[Data items]
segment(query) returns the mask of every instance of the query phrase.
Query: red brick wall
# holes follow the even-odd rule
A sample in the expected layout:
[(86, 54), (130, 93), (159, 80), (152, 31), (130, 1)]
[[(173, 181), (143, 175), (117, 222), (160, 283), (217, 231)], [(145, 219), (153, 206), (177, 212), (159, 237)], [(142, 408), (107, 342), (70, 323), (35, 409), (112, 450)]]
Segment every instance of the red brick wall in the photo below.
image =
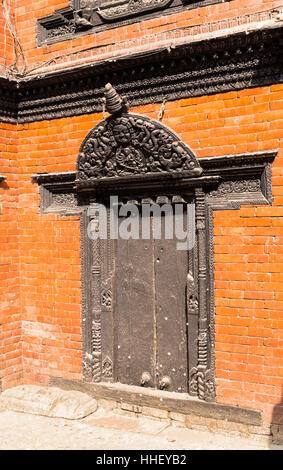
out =
[[(77, 59), (96, 60), (110, 43), (115, 54), (135, 52), (123, 49), (127, 41), (147, 36), (149, 47), (153, 33), (169, 35), (280, 4), (235, 0), (37, 48), (36, 18), (68, 2), (18, 0), (17, 32), (29, 69), (72, 53), (68, 61), (55, 62), (66, 67)], [(214, 214), (217, 401), (262, 409), (265, 421), (281, 401), (283, 384), (282, 106), (283, 86), (273, 85), (168, 102), (163, 118), (199, 158), (278, 150), (273, 206)], [(131, 111), (156, 119), (159, 110), (160, 103)], [(81, 379), (79, 220), (40, 215), (31, 175), (75, 170), (82, 140), (101, 119), (100, 114), (0, 127), (0, 174), (7, 174), (9, 187), (2, 184), (0, 190), (4, 388), (21, 380), (21, 351), (25, 383), (48, 383), (50, 376)]]
[(22, 380), (19, 295), (17, 132), (0, 124), (0, 381), (7, 388)]
[[(17, 33), (23, 45), (28, 71), (42, 64), (45, 64), (46, 69), (51, 70), (56, 67), (65, 68), (75, 62), (86, 63), (113, 55), (127, 55), (141, 48), (152, 49), (159, 41), (167, 40), (172, 43), (180, 39), (189, 26), (204, 25), (225, 18), (232, 19), (271, 10), (278, 6), (282, 7), (282, 0), (254, 0), (252, 2), (234, 0), (217, 3), (38, 48), (36, 46), (37, 19), (51, 15), (55, 10), (68, 5), (68, 1), (61, 0), (37, 0), (36, 2), (17, 0)], [(53, 61), (49, 64), (51, 59)], [(37, 73), (38, 68), (34, 72)]]
[[(2, 3), (2, 2), (1, 2)], [(10, 13), (12, 25), (15, 24), (15, 0), (6, 0), (7, 10)], [(11, 65), (14, 61), (14, 48), (8, 25), (4, 18), (2, 5), (0, 6), (0, 75), (5, 73), (3, 65)]]
[[(157, 118), (160, 104), (132, 109)], [(101, 115), (19, 126), (19, 233), (24, 377), (80, 378), (77, 218), (39, 215), (36, 172), (75, 170)], [(283, 383), (283, 85), (169, 102), (163, 123), (198, 157), (278, 150), (273, 206), (214, 214), (217, 400), (263, 409)]]

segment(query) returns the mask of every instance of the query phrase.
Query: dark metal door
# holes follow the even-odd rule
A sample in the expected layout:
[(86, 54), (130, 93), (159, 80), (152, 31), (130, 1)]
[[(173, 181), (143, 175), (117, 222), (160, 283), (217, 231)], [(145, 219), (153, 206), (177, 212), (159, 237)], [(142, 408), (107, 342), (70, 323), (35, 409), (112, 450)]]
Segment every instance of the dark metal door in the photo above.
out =
[(187, 392), (188, 252), (164, 223), (160, 239), (117, 240), (114, 380)]

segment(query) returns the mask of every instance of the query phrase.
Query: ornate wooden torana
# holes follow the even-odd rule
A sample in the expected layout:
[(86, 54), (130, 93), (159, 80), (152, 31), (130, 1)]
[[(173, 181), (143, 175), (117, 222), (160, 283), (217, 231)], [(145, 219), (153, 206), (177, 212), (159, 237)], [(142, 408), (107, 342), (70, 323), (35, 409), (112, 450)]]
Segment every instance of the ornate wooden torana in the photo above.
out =
[[(81, 217), (84, 380), (120, 380), (168, 391), (185, 391), (202, 400), (212, 401), (215, 398), (212, 211), (238, 209), (241, 204), (270, 204), (270, 163), (275, 157), (275, 152), (197, 160), (194, 153), (172, 130), (153, 119), (129, 113), (127, 100), (119, 96), (110, 84), (105, 87), (104, 107), (110, 115), (96, 125), (84, 139), (76, 172), (33, 177), (41, 186), (42, 213), (55, 212), (63, 216), (79, 214)], [(132, 267), (127, 264), (126, 271), (121, 271), (124, 261), (120, 257), (117, 264), (117, 245), (109, 233), (109, 206), (107, 239), (91, 240), (88, 236), (90, 220), (95, 224), (99, 223), (97, 203), (105, 201), (113, 194), (119, 196), (122, 205), (131, 202), (137, 207), (149, 202), (172, 206), (176, 203), (195, 204), (196, 243), (187, 253), (187, 257), (182, 258), (182, 263), (185, 263), (187, 269), (181, 295), (186, 303), (183, 326), (179, 325), (177, 317), (174, 319), (176, 312), (170, 307), (170, 302), (166, 303), (166, 299), (162, 299), (162, 296), (168, 296), (169, 299), (170, 292), (172, 295), (178, 295), (173, 294), (174, 289), (179, 292), (180, 283), (174, 283), (175, 275), (172, 274), (172, 277), (170, 274), (171, 268), (177, 263), (176, 252), (171, 248), (167, 249), (168, 267), (165, 273), (162, 274), (159, 265), (155, 268), (155, 275), (167, 276), (168, 280), (172, 277), (171, 284), (165, 284), (164, 293), (161, 290), (162, 295), (156, 291), (157, 297), (161, 295), (157, 306), (160, 305), (159, 308), (164, 311), (168, 310), (168, 318), (171, 315), (170, 332), (167, 331), (165, 336), (164, 331), (159, 333), (159, 354), (162, 353), (162, 348), (165, 351), (164, 347), (167, 348), (166, 354), (171, 354), (167, 353), (168, 345), (172, 351), (174, 347), (181, 350), (181, 343), (183, 345), (184, 341), (187, 342), (183, 359), (179, 363), (182, 378), (179, 378), (175, 388), (172, 384), (172, 373), (170, 376), (169, 372), (174, 370), (177, 375), (177, 371), (172, 367), (172, 358), (169, 356), (166, 356), (167, 360), (164, 359), (165, 356), (162, 359), (163, 370), (166, 363), (170, 364), (169, 372), (162, 377), (160, 368), (156, 372), (157, 378), (147, 369), (135, 375), (137, 364), (134, 364), (132, 369), (134, 377), (131, 374), (123, 376), (123, 371), (121, 372), (123, 368), (130, 370), (130, 363), (133, 361), (130, 356), (130, 359), (127, 358), (123, 344), (117, 344), (119, 334), (123, 337), (128, 328), (127, 322), (124, 326), (119, 326), (121, 308), (123, 310), (127, 295), (127, 290), (123, 290), (122, 280), (125, 279), (126, 282), (127, 272), (133, 269), (133, 274), (128, 276), (127, 281), (131, 282), (135, 266), (140, 269), (142, 263), (134, 263)], [(141, 260), (144, 257), (146, 265), (147, 251), (144, 249), (147, 248), (145, 245), (141, 246)], [(157, 245), (154, 250), (158, 249), (160, 256), (163, 256), (164, 246)], [(123, 246), (121, 249), (123, 250)], [(129, 245), (126, 251), (131, 249)], [(135, 251), (132, 253), (134, 256)], [(160, 256), (158, 255), (156, 262), (159, 262)], [(162, 261), (161, 258), (160, 260)], [(146, 275), (144, 271), (144, 276)], [(140, 286), (139, 289), (144, 286), (143, 281), (145, 282), (141, 280), (141, 284), (136, 284)], [(133, 288), (137, 287), (132, 286), (130, 290)], [(136, 316), (135, 313), (129, 313), (130, 320), (140, 324), (140, 331), (143, 331), (142, 321), (146, 309), (144, 313), (142, 310), (138, 313), (138, 309), (139, 306), (136, 305)], [(160, 323), (163, 317), (157, 317), (157, 321)], [(176, 328), (172, 325), (176, 325)], [(151, 334), (150, 328), (144, 327), (144, 331)], [(143, 333), (136, 337), (137, 351), (133, 352), (133, 355), (138, 354), (135, 358), (137, 363), (140, 354), (138, 340), (142, 335)], [(165, 343), (162, 338), (166, 338)], [(148, 344), (149, 350), (150, 347)], [(176, 353), (175, 357), (177, 356)]]

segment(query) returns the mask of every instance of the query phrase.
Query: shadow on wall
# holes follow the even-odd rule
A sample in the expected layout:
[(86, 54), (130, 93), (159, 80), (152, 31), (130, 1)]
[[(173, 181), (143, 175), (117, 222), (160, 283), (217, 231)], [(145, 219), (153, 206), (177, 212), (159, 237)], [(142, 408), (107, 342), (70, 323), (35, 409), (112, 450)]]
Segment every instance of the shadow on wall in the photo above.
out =
[(283, 386), (281, 393), (281, 402), (275, 405), (272, 412), (270, 427), (270, 444), (283, 445)]

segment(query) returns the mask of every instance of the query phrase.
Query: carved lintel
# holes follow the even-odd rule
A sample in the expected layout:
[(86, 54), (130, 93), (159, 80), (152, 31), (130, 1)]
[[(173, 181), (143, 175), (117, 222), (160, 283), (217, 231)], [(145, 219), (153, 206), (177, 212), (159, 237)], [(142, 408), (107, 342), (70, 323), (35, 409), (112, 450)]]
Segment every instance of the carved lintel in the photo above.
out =
[(173, 131), (145, 116), (124, 113), (122, 99), (117, 94), (114, 98), (108, 101), (114, 114), (96, 125), (82, 143), (77, 187), (127, 175), (201, 175), (195, 155)]
[(117, 21), (142, 13), (167, 8), (173, 0), (121, 0), (108, 2), (98, 8), (98, 15), (105, 21)]

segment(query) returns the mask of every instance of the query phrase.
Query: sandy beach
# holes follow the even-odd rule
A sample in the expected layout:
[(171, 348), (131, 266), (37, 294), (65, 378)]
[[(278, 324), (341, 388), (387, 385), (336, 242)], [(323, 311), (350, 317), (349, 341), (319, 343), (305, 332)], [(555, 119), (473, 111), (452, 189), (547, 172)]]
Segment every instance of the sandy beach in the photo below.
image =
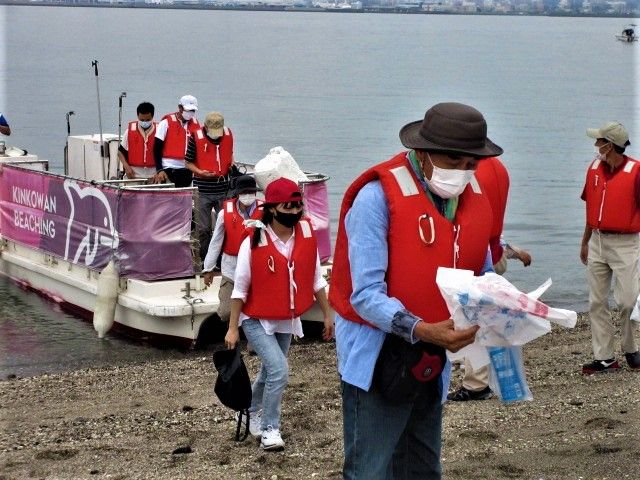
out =
[[(584, 377), (588, 320), (525, 347), (534, 400), (449, 402), (444, 478), (640, 478), (640, 372)], [(256, 357), (245, 360), (252, 376)], [(0, 479), (338, 479), (335, 345), (292, 345), (283, 452), (233, 441), (208, 352), (0, 382)], [(457, 386), (461, 372), (454, 372)]]

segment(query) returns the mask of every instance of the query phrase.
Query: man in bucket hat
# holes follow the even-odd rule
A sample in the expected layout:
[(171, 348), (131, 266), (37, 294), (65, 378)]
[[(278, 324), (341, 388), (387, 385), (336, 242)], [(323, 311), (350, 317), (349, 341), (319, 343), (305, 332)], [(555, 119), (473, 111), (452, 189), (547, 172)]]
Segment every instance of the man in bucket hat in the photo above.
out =
[(440, 103), (400, 140), (409, 150), (360, 175), (340, 212), (329, 300), (348, 480), (441, 477), (444, 350), (472, 343), (477, 327), (454, 329), (436, 271), (491, 269), (491, 207), (473, 172), (502, 149), (482, 114)]
[(582, 191), (587, 222), (580, 260), (587, 266), (594, 359), (582, 366), (582, 373), (620, 369), (615, 358), (615, 328), (608, 311), (612, 275), (616, 278), (614, 298), (620, 308), (622, 351), (628, 367), (640, 370), (636, 329), (630, 319), (640, 289), (640, 163), (624, 154), (630, 142), (621, 123), (590, 128), (587, 136), (596, 140), (596, 158), (587, 170)]

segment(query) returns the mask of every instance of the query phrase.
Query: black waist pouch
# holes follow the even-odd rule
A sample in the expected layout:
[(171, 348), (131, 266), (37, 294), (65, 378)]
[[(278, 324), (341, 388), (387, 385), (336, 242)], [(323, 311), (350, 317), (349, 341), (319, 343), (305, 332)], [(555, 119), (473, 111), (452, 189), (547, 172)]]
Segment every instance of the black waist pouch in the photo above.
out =
[(411, 402), (439, 390), (445, 364), (444, 348), (411, 344), (387, 334), (373, 371), (372, 390), (393, 402)]

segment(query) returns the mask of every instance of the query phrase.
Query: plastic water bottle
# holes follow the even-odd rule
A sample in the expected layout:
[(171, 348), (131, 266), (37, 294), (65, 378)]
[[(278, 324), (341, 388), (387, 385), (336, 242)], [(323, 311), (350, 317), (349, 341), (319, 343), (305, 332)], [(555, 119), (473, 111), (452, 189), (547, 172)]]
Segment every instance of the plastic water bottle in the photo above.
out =
[(520, 347), (487, 347), (497, 393), (505, 403), (532, 400)]

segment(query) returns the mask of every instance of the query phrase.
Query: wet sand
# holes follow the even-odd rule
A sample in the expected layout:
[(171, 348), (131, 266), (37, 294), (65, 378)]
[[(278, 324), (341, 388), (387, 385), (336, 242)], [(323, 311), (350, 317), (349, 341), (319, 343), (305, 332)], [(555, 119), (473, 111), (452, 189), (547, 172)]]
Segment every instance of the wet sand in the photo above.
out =
[[(640, 372), (622, 361), (620, 372), (582, 376), (590, 339), (581, 315), (525, 347), (532, 402), (449, 402), (444, 478), (640, 478)], [(0, 382), (0, 479), (341, 478), (333, 343), (291, 348), (283, 452), (233, 441), (233, 412), (203, 355)], [(245, 360), (255, 376), (259, 360)]]

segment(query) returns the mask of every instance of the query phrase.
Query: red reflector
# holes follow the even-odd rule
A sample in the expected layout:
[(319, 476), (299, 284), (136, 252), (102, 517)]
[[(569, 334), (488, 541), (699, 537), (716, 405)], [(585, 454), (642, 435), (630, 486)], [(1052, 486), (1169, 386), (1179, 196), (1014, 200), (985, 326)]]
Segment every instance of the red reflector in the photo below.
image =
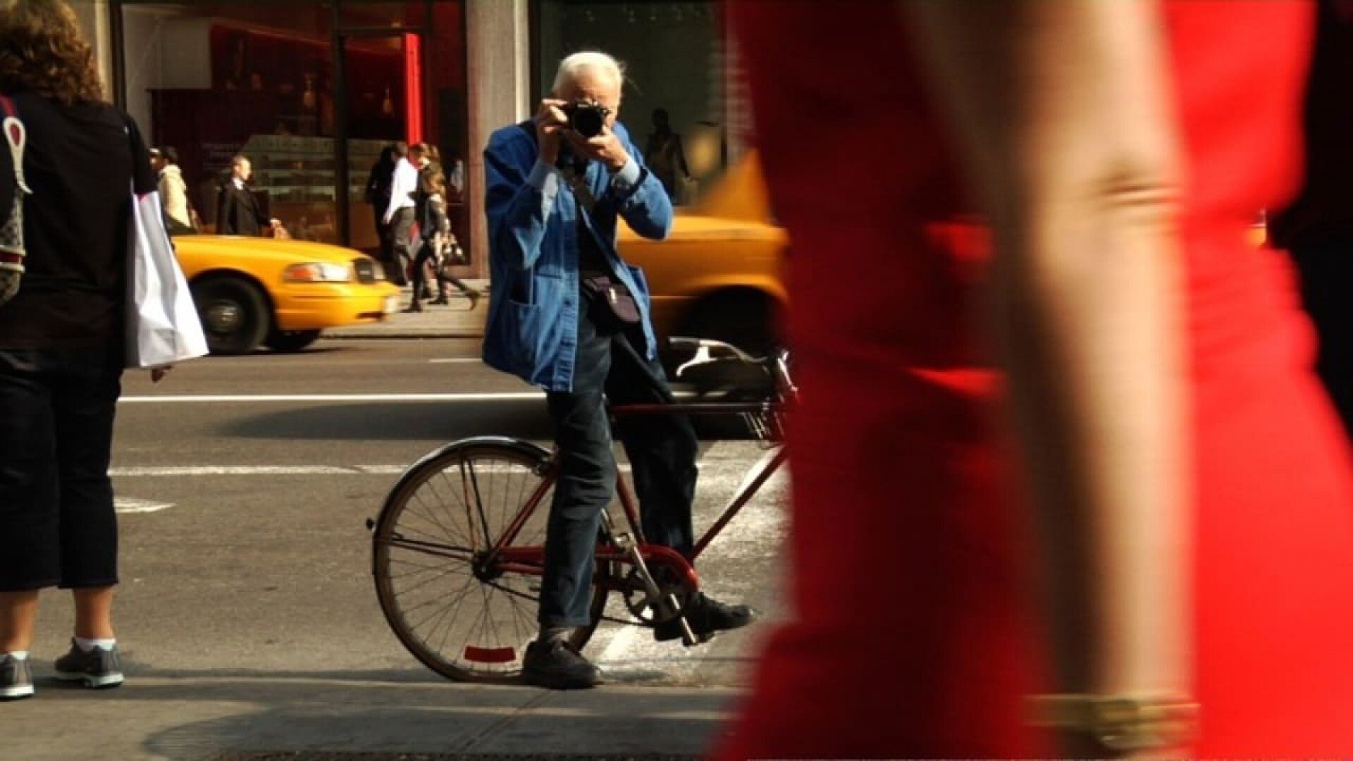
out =
[(465, 659), (475, 664), (511, 664), (517, 659), (515, 647), (475, 647), (465, 646)]

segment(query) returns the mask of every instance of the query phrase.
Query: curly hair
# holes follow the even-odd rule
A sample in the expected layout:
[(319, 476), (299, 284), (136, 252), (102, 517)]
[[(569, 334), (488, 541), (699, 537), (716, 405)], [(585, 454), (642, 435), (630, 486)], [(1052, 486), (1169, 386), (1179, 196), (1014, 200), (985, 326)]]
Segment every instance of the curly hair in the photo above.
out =
[(0, 91), (58, 103), (106, 100), (93, 50), (65, 0), (0, 0)]

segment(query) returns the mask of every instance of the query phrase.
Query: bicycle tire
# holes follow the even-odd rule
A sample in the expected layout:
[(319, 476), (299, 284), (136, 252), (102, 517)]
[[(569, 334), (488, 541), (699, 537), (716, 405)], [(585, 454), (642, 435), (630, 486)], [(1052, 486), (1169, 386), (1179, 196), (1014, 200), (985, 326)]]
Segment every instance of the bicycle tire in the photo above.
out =
[[(433, 672), (456, 681), (520, 676), (526, 643), (537, 632), (540, 577), (509, 571), (482, 578), (469, 550), (498, 542), (545, 483), (549, 458), (529, 441), (465, 439), (414, 463), (390, 492), (372, 534), (376, 596), (395, 636)], [(552, 485), (545, 489), (510, 546), (544, 544), (553, 493)], [(406, 535), (444, 554), (410, 548)], [(598, 577), (603, 573), (609, 570), (597, 569)], [(593, 586), (590, 622), (574, 631), (576, 650), (601, 623), (606, 596)]]

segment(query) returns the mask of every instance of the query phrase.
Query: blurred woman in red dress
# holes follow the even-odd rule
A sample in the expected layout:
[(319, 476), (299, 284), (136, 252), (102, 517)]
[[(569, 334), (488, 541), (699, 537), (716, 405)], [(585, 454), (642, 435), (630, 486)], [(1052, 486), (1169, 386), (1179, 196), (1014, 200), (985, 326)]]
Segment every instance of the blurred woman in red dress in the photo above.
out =
[(900, 5), (732, 4), (804, 402), (725, 756), (1353, 752), (1349, 454), (1246, 242), (1311, 8)]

• Prompt: Pull out every line from the rows above that contains the word "torana". Letter case matters.

• Answer for the task:
Query: ornate wooden torana
Segment every instance of the ornate wooden torana in the photo above.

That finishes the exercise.